Available records: Begin
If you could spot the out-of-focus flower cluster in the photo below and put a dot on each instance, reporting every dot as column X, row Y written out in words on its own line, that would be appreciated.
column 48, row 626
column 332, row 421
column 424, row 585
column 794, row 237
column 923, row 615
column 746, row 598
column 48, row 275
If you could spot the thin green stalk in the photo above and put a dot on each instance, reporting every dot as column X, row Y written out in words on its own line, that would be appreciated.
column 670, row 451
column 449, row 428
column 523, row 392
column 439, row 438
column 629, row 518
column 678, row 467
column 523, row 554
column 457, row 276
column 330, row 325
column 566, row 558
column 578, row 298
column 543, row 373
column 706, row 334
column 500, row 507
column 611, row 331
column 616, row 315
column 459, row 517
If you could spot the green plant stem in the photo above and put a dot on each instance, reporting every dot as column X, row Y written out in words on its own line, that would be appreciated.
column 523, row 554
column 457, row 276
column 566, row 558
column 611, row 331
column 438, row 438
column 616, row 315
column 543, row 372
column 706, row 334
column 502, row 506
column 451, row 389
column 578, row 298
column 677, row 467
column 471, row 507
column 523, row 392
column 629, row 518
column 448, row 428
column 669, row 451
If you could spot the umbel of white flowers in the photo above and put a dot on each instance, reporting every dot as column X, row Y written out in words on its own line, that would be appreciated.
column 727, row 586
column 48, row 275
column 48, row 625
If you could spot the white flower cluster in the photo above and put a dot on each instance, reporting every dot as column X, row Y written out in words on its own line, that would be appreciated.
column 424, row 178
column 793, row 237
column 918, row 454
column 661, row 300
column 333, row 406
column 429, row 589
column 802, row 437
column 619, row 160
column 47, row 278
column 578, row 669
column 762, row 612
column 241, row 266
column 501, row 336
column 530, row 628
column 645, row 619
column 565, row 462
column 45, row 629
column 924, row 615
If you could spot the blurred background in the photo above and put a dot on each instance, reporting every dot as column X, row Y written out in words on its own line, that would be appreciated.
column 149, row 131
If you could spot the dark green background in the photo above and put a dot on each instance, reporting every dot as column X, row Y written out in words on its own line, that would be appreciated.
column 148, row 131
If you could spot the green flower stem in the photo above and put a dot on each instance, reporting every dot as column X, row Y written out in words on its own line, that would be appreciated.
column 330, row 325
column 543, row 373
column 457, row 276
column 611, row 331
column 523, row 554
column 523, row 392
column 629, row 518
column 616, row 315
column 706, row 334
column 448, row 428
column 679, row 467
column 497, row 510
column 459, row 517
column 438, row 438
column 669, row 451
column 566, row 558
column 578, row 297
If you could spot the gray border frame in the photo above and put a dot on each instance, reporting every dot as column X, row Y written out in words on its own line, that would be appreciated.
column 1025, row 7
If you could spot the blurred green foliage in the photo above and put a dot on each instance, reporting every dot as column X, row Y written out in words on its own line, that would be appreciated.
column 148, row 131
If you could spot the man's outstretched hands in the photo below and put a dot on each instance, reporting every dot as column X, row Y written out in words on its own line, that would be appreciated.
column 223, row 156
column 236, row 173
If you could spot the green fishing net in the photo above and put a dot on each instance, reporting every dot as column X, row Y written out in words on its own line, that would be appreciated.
Available records: End
#### Aim of the task
For this exercise, retype the entire listing exactly.

#### Exercise response
If you could spot the out-of-focus flower cluster in the photo below and put a dot on each instance, reporting every dot as column X, row Y written out in words on its own line, that would be appreciated.
column 48, row 626
column 332, row 421
column 424, row 585
column 794, row 237
column 923, row 615
column 746, row 598
column 48, row 275
If you could spot the thin green stalk in the photo above and put a dot on each instance, reporting every dot as column X, row Y written out in words on its own line, that would be appreciated.
column 670, row 451
column 449, row 428
column 523, row 392
column 439, row 438
column 629, row 518
column 678, row 467
column 523, row 554
column 457, row 276
column 330, row 325
column 566, row 558
column 578, row 298
column 543, row 373
column 706, row 334
column 500, row 507
column 611, row 331
column 616, row 315
column 459, row 517
If you could spot the green plant stem in the photo above and put a dot on each instance, reporting every dot as column X, row Y written out in words on its own line, that would be appreciated.
column 523, row 554
column 457, row 276
column 566, row 558
column 611, row 331
column 438, row 438
column 616, row 315
column 543, row 372
column 706, row 334
column 502, row 506
column 451, row 389
column 578, row 298
column 677, row 467
column 471, row 507
column 523, row 392
column 629, row 518
column 448, row 428
column 669, row 451
If you could spot the umbel of white flowers in the photo above and put a dot on each instance, reporting every dot as column X, row Y written out in words on its own line, that would be appreciated.
column 727, row 586
column 48, row 275
column 48, row 625
If you could spot the white flower cluster in the photo above and put a dot on each instance, reporting every dot as column X, row Y written out in words on its own line, that would be appreciated.
column 424, row 178
column 793, row 237
column 918, row 454
column 661, row 300
column 333, row 406
column 429, row 589
column 802, row 437
column 619, row 160
column 47, row 278
column 578, row 669
column 762, row 612
column 241, row 266
column 501, row 336
column 530, row 628
column 645, row 619
column 565, row 462
column 45, row 629
column 924, row 615
If you could spot the blurred background in the photo above and put a dot on each instance, reporting every dot as column X, row Y written out in words on its own line, that would be appreciated.
column 149, row 131
If you could spot the dark green background in the photo above and put a dot on each instance, reporting every dot as column X, row Y written out in words on its own line, that would be appreciated.
column 148, row 131
If you could spot the green flower stem in the photo above and put a dot on each instance, reporting every dot as column X, row Y written out in words on its own line, that would be appreciated.
column 330, row 325
column 543, row 373
column 457, row 276
column 611, row 331
column 523, row 554
column 523, row 392
column 629, row 518
column 616, row 315
column 706, row 334
column 448, row 428
column 679, row 467
column 497, row 510
column 459, row 517
column 438, row 438
column 669, row 451
column 566, row 558
column 578, row 297
If you could spot the gray border frame in the photo above and put a dot on each instance, reporting every dot as column X, row Y written out in words on its own line, that would be appreciated.
column 1025, row 7
If you could spot the blurred green foliage in the photo above and put a dot on each instance, reporting every dot as column X, row Y written out in words on its own line, that would be appreciated.
column 148, row 131
If you could spot the man's outstretched hands in the photo below and put a dot on each instance, reporting every dot as column X, row Y written out in words on its own line, that would be appreciated.
column 223, row 156
column 236, row 173
If you could spot the green fishing net in the photo above and put a dot on each instance, reporting every dot as column X, row Y written out in words on its own line, that would be appreciated.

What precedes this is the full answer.